[Start]

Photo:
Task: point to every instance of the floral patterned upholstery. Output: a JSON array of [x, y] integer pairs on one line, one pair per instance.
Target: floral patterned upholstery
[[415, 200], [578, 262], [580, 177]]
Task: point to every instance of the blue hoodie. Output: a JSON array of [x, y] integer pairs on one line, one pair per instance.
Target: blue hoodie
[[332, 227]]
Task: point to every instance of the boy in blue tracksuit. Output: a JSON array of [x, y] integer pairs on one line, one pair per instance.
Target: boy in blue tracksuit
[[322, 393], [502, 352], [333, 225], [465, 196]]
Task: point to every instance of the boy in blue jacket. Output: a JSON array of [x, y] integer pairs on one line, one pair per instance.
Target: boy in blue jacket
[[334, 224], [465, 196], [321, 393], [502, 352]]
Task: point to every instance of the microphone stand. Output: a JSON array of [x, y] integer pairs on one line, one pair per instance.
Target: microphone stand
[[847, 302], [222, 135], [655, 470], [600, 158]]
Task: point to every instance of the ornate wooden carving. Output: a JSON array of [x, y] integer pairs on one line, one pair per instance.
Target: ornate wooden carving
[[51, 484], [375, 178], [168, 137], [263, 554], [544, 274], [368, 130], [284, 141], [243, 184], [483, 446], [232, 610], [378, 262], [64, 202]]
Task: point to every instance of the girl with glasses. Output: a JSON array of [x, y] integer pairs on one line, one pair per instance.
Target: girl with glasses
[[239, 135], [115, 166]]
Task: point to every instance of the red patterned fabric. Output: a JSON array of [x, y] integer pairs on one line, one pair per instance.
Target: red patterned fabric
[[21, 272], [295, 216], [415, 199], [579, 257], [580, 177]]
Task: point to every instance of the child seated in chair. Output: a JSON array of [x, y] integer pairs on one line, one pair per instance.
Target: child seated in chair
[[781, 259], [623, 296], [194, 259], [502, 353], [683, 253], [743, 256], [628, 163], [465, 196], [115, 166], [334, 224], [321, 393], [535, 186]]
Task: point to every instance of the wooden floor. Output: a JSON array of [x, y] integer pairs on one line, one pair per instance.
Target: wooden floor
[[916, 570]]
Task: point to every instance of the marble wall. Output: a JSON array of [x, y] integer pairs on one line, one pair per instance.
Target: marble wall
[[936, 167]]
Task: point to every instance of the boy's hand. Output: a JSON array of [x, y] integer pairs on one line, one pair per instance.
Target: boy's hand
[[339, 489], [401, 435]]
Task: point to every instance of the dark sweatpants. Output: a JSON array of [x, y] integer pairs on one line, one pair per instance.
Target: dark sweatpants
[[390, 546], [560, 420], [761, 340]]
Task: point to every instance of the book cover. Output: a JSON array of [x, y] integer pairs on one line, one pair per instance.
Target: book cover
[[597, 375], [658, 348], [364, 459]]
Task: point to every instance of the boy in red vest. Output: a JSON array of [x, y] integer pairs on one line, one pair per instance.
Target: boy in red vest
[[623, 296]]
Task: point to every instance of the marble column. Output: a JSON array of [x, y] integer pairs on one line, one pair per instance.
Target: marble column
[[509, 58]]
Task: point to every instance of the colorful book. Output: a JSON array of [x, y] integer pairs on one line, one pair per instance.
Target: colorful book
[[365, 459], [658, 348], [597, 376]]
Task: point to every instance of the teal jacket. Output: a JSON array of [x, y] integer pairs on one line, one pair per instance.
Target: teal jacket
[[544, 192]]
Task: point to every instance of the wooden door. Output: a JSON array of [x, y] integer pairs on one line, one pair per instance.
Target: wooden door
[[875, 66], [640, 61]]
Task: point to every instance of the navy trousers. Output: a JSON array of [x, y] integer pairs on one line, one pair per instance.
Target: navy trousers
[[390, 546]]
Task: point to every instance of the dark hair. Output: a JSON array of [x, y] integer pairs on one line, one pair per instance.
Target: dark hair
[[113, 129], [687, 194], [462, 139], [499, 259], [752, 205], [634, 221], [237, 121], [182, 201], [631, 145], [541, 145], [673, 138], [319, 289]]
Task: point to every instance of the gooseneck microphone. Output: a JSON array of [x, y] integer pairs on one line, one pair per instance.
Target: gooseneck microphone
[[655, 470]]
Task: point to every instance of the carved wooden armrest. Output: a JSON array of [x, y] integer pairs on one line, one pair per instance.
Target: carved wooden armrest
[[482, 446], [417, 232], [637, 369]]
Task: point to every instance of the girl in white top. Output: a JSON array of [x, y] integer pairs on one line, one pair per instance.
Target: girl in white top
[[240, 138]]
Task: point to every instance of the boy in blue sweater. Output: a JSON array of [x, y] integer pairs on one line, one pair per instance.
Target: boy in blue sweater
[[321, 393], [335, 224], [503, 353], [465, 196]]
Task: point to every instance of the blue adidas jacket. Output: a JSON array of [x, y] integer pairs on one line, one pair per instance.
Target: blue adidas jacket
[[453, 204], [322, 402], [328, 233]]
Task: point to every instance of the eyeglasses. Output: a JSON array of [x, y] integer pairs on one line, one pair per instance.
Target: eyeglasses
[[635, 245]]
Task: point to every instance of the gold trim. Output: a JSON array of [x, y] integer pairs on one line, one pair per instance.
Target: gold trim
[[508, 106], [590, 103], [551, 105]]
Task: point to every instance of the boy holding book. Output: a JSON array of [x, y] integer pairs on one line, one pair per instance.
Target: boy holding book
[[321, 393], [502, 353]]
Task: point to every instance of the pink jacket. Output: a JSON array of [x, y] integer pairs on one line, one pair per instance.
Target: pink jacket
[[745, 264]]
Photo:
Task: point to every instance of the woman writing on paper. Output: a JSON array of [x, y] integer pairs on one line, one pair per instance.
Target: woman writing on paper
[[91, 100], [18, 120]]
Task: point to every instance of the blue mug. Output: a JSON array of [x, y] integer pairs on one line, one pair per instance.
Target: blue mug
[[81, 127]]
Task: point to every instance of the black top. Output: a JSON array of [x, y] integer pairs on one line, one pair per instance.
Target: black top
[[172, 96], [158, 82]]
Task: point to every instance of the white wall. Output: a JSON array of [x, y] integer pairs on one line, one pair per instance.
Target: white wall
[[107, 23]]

[End]

Convert the records above into a JSON array of strings, one string per line, omitting blank lines and covering every record.

▸ **The reply**
[
  "Photo:",
  "Task: point to every instance of the floral patterned upholstery. Output: a JSON array of [x, y] integer pairs on one line, one pair per instance.",
  "Target: floral patterned upholstery",
  "[[415, 200], [578, 262], [580, 177]]",
  "Task: point to every instance of the blue hoodie. Output: a JSON array of [x, y] integer pairs on one line, one pair per instance.",
  "Target: blue hoodie",
  "[[332, 227]]",
  "Task: point to every instance of the boy in blue tracksuit. Output: a JSON array of [x, y] integer pairs on one line, one pair per instance.",
  "Target: boy in blue tracksuit",
  "[[322, 393], [502, 352], [333, 225], [465, 196]]",
  "Task: point to every instance of the boy in blue jacket. Output: a JSON array of [x, y] integer pairs on one line, one pair per instance.",
  "Target: boy in blue jacket",
  "[[334, 224], [465, 196], [321, 393], [502, 352]]",
  "Task: point to every instance of the microphone stand. Output: a JSON array of [x, y] integer pairs on one line, one pair per instance.",
  "Target: microphone stand",
  "[[847, 302], [222, 135], [655, 470], [600, 158]]",
  "Task: point to every instance of the ornate wooden carving. Output: a JSON array of [x, y] integer pairs on one line, one pair per instance.",
  "Target: ornate wooden carving",
  "[[51, 484], [375, 178], [168, 137], [263, 554], [544, 274], [368, 130], [284, 141], [243, 184], [483, 446], [232, 610], [378, 262], [64, 202]]",
  "Task: point to every instance of the girl with glasses. Output: a JSON array of [x, y] integer pairs on one line, one pair per instance.",
  "Target: girl with glasses",
  "[[239, 135], [115, 166]]",
  "Task: point to every instance of the red patterned fabric. Output: a JSON array of [x, y] integer pairs on one line, one pair per instance.",
  "Target: red patterned fabric",
  "[[21, 272], [295, 216], [415, 199], [579, 257], [580, 177]]",
  "Task: point to every instance of the child seated in chair. Output: a JSON array of [x, y] integer pairs on one line, one pair per instance.",
  "Target: child seated in chair",
  "[[781, 259], [623, 296], [194, 259], [502, 353], [683, 253], [743, 256], [628, 163], [465, 196], [115, 166], [334, 224], [321, 393], [535, 186]]",
  "Task: point to every instance of the wooden floor. Output: a JSON array of [x, y] integer pairs on one line, one pair per instance.",
  "Target: wooden floor",
  "[[916, 570]]",
  "Task: point to every instance of the marble wall. Output: a JSON array of [x, y] integer pairs on one line, one pair per instance.",
  "Target: marble wall",
  "[[936, 167]]",
  "Task: point to every instance of the boy's hand. Output: a JSON array of [x, y] integer pairs on one line, one pair per instance.",
  "Target: boy's hand",
  "[[339, 489], [401, 435]]",
  "Task: point to every instance of the dark sweatpants. Output: a JSON array of [x, y] integer pairs on one line, one pair per instance.",
  "Target: dark sweatpants",
  "[[390, 546], [560, 420], [761, 340]]",
  "Task: point to every instance of the book cover. Output: a JSON array of [x, y] integer pairs on one line, one pair per instance.",
  "Target: book cover",
  "[[597, 375], [658, 348], [364, 459]]",
  "Task: point to every instance of the boy in red vest. Output: a JSON array of [x, y] integer pairs on one line, one pair per instance.",
  "Target: boy in red vest",
  "[[623, 296]]",
  "Task: point to every instance of the marble column. Output: a JSON array of [x, y] integer pairs on one line, one pair per instance.",
  "Target: marble column",
  "[[509, 58]]",
  "Task: point to every instance of the colorful book. Output: a JSON array of [x, y] integer pairs on one line, one pair per instance.",
  "Target: colorful book",
  "[[365, 459], [658, 348], [597, 376]]",
  "Task: point to every instance of the teal jacket. Output: a JSON array of [x, y] integer pairs on one line, one pair per instance.",
  "Target: teal jacket",
  "[[544, 192]]",
  "Task: point to every instance of the wooden door. Output: a JSON array of [x, y] integer pairs on one line, one pair per instance.",
  "Target: wooden door",
  "[[875, 66], [640, 61]]",
  "Task: point to every instance of the navy trousers. Output: a JSON array of [x, y] integer pairs on one line, one pair per instance.",
  "Target: navy trousers",
  "[[390, 546]]",
  "Task: point to every instance of the dark hair. Output: a JSON array of [x, y] integer pairs on one line, one pair per instance.",
  "Target: dark hair",
  "[[113, 129], [687, 194], [462, 139], [499, 259], [752, 205], [634, 221], [237, 121], [182, 201], [631, 145], [541, 145], [673, 138], [319, 289]]",
  "Task: point to every instance of the gooseneck microphone. Output: a JSON array of [x, y] integer pairs on one line, one pair per instance.",
  "Target: gooseneck microphone",
  "[[655, 470]]",
  "Task: point to every instance of the carved wooden armrest. Output: a JSON array of [x, y] integer pairs on one line, one pair per instance.",
  "Target: carved wooden armrest",
  "[[482, 446], [417, 232], [637, 369]]",
  "Task: point to every instance of the girl in white top. Output: a JSON array of [x, y] integer pairs on one line, one pair per instance.",
  "Target: girl in white top",
  "[[240, 138]]",
  "Task: point to every instance of the boy in blue sweater. Output: a JSON array of [x, y] integer pairs on one line, one pair per instance.",
  "Target: boy in blue sweater",
  "[[321, 393], [335, 224], [503, 353], [465, 196]]",
  "Task: point to every instance of the blue adidas jacket. Output: a JSON array of [x, y] integer pairs on one line, one pair per instance.",
  "Target: blue adidas jacket",
  "[[453, 204], [322, 402], [328, 233]]",
  "Task: point to every instance of the eyeglasses. Output: a JSON array of [x, y] integer pairs on one line, one pair per instance.",
  "Target: eyeglasses",
  "[[635, 245]]",
  "Task: point to every instance of the gold trim. Output: a JSON array of [x, y] integer pairs on one line, one pair per instance.",
  "Target: gold trim",
  "[[508, 106], [590, 103], [551, 105]]",
  "Task: point to every instance of the boy holding book. Output: a JSON array of [x, y] integer pairs on one line, one pair per instance.",
  "Target: boy holding book",
  "[[321, 393], [502, 353]]",
  "Task: point to every instance of the pink jacket. Output: a JSON array of [x, y] integer pairs on one line, one pair per instance.",
  "Target: pink jacket",
  "[[745, 264]]",
  "Photo:",
  "Task: point to every instance of the woman writing on paper. Output: a JSON array of [x, y] integer pairs on one line, one pair per instance.",
  "Target: woman writing on paper",
  "[[91, 100], [18, 120]]",
  "Task: point to every instance of the blue mug. Output: a JSON array of [x, y] integer pairs on one line, one pair per instance.",
  "Target: blue mug",
  "[[81, 127]]",
  "Task: point to every instance of the black top. Output: a JSON array of [x, y] integer pairs on one line, one pair per instance.",
  "Target: black top",
  "[[172, 96], [158, 82]]",
  "Task: point to every instance of the white wall. Output: a JSON array of [x, y] integer pairs on one line, one pair per instance.",
  "Target: white wall",
  "[[107, 23]]"
]